**THE EXERCISE**:
Extract each line in the items below that contains the string "serving". Treat uppercase and lowercase letters as different.

____

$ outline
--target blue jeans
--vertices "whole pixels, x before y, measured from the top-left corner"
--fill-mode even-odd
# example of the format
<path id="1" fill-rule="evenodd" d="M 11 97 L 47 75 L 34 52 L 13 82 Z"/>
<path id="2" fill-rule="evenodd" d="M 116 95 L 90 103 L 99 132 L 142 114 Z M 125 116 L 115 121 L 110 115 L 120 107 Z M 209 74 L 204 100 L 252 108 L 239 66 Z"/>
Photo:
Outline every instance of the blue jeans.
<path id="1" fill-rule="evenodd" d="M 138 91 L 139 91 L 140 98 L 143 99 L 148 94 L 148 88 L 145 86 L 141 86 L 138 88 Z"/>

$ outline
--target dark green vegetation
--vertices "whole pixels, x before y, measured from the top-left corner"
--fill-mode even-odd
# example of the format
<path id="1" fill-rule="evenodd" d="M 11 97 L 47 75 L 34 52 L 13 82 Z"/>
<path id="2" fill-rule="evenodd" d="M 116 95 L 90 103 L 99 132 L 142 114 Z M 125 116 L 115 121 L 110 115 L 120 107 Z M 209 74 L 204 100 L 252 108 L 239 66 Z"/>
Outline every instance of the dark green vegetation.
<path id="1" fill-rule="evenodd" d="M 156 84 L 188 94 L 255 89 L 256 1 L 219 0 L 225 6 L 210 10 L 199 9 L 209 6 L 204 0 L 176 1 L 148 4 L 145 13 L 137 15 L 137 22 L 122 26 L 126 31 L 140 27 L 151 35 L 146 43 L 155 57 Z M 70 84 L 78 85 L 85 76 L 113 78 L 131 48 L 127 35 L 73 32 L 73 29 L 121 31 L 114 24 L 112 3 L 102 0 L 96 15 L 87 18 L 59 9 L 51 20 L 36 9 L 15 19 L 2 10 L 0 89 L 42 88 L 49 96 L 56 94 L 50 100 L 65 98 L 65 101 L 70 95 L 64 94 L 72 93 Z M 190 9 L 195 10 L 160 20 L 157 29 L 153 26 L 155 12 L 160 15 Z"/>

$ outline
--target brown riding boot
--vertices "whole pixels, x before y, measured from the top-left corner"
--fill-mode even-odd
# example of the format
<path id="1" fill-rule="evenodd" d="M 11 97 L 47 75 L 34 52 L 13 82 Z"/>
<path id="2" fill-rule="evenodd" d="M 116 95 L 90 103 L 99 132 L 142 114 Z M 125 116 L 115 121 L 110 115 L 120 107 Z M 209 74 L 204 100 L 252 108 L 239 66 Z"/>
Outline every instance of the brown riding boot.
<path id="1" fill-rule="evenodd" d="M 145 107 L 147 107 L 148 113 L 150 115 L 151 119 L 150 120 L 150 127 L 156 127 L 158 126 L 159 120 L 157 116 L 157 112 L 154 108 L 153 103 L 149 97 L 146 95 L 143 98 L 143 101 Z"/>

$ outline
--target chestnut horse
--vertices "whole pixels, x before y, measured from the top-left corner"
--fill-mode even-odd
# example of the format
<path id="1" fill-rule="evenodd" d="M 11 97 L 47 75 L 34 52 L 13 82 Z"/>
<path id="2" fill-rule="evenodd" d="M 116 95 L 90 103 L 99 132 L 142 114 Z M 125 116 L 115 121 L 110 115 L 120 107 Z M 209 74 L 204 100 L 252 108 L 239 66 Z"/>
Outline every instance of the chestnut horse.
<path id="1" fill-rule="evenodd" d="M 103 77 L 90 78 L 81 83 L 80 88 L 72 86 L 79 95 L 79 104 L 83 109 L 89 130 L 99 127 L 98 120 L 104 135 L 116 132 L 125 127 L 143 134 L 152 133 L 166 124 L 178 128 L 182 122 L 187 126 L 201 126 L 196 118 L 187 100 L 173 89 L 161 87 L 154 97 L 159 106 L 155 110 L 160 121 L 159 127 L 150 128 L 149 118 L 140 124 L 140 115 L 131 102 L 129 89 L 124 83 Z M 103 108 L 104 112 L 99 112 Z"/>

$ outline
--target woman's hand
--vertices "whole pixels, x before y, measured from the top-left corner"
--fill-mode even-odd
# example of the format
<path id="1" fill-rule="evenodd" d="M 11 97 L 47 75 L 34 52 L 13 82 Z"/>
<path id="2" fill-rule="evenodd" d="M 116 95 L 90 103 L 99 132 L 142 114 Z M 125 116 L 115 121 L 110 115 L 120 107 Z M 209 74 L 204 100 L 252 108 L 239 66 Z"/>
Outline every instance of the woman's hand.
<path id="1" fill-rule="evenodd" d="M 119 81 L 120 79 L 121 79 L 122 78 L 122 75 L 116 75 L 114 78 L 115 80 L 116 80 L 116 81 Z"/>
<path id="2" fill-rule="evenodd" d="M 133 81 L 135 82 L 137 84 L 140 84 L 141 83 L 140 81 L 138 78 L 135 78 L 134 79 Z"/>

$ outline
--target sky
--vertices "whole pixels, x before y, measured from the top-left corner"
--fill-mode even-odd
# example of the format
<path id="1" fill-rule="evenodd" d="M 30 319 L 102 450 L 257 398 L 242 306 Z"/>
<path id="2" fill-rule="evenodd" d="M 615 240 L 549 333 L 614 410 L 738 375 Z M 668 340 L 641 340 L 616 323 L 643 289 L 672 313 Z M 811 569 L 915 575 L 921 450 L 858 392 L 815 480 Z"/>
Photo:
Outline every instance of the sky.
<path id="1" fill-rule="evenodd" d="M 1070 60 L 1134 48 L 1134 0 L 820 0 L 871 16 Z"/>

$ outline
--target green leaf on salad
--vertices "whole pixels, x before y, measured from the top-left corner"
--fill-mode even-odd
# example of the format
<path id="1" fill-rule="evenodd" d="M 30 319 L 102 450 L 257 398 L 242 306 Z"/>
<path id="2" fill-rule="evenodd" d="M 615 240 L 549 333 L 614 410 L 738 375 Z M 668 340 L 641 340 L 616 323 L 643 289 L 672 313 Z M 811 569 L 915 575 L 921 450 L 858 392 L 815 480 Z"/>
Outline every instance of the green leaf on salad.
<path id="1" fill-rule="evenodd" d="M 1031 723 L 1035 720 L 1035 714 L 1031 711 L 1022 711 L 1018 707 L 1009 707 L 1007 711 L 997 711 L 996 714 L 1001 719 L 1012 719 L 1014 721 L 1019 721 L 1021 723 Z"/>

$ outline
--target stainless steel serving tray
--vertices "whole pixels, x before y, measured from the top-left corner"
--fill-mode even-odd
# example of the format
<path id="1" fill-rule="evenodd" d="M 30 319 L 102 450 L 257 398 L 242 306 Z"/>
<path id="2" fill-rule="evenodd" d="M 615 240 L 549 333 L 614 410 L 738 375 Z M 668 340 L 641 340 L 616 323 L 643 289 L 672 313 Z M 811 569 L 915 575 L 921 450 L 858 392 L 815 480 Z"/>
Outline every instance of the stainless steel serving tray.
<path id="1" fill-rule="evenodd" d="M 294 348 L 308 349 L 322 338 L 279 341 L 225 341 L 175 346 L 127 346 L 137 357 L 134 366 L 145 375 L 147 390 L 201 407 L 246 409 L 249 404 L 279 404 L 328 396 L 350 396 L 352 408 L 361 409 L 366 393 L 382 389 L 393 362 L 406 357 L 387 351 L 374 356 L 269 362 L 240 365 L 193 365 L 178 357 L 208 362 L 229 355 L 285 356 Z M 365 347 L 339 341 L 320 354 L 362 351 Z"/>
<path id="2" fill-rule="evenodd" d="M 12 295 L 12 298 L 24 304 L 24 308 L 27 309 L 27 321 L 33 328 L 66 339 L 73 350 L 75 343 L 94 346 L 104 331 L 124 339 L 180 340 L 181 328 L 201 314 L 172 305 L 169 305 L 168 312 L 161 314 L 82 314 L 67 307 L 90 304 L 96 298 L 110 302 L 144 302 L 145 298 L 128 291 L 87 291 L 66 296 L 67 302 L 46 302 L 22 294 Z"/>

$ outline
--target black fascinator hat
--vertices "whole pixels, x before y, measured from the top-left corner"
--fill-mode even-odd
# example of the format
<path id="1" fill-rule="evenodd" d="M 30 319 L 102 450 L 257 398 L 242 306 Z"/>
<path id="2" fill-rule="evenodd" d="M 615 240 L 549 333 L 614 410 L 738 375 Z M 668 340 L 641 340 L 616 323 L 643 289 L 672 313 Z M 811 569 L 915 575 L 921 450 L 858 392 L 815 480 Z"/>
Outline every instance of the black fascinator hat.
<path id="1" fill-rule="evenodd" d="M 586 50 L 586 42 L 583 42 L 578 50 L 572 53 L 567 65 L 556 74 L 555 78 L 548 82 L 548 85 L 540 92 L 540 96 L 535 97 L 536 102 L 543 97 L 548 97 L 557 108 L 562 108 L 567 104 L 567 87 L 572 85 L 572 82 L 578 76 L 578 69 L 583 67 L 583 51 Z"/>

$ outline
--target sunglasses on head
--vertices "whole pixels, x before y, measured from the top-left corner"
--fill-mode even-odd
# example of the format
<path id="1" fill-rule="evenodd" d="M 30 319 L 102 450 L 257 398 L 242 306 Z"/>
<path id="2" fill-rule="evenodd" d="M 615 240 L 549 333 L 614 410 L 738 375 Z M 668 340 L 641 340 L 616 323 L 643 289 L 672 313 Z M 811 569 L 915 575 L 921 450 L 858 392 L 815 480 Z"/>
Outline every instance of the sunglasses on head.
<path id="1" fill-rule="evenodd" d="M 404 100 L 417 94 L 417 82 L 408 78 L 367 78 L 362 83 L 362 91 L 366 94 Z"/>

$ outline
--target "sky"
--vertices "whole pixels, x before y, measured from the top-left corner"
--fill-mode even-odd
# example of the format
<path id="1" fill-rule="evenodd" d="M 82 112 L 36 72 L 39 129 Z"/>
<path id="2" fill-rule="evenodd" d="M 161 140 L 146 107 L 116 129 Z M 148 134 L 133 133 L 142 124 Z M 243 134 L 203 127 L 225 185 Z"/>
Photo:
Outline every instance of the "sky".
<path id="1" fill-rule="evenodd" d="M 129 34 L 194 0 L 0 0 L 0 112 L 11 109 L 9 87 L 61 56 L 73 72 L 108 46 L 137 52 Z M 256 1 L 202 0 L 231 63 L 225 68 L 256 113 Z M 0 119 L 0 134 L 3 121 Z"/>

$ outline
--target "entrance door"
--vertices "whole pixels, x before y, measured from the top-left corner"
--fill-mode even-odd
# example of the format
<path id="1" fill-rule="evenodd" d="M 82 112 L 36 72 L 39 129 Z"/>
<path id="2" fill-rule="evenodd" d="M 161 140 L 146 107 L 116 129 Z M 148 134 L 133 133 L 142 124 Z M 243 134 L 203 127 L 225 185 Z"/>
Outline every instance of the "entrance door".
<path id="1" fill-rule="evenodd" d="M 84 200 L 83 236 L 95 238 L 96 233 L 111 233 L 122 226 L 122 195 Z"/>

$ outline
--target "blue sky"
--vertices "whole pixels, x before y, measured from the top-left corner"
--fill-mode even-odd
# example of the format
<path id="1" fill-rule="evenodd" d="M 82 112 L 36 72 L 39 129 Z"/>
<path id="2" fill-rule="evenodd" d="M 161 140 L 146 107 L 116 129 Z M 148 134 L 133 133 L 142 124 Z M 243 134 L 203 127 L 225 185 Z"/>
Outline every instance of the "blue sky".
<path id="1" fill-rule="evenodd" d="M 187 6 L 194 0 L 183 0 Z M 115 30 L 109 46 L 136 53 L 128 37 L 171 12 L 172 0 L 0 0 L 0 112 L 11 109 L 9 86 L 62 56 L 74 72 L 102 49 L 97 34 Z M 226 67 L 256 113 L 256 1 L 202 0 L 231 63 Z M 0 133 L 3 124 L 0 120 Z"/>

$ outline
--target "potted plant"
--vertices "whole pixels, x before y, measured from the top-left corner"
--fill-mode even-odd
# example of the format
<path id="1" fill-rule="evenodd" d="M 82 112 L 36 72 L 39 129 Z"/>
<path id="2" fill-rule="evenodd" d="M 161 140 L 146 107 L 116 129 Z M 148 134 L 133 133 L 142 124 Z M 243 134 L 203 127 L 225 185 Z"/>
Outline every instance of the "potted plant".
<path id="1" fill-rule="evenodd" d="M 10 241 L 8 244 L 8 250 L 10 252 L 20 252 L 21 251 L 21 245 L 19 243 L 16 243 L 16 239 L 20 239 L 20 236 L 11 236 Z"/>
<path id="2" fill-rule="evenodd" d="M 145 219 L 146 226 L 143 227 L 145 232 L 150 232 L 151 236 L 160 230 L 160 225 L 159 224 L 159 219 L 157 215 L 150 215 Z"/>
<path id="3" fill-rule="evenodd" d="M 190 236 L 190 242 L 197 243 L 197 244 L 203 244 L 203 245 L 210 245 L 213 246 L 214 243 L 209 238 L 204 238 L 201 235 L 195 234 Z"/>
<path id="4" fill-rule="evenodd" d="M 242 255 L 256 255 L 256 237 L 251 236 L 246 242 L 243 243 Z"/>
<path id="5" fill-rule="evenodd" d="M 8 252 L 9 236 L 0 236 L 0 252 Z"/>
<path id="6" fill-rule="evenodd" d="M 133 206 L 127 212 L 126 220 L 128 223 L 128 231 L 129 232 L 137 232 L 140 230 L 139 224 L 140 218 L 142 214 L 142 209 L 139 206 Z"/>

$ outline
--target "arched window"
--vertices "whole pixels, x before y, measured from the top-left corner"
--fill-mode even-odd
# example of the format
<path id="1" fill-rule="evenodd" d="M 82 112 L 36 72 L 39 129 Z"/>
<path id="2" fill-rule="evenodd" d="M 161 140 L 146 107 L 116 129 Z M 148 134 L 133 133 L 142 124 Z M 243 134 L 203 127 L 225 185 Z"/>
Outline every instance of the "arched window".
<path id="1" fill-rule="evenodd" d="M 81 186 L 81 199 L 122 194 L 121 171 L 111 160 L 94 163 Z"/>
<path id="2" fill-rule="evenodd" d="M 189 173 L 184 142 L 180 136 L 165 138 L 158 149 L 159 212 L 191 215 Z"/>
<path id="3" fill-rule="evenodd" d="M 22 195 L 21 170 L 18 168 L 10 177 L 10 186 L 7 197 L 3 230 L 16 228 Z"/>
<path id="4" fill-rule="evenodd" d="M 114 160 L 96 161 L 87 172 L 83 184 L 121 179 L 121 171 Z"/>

____

**FULL ANSWER**:
--target stainless steel serving tray
Outline every instance of the stainless steel serving tray.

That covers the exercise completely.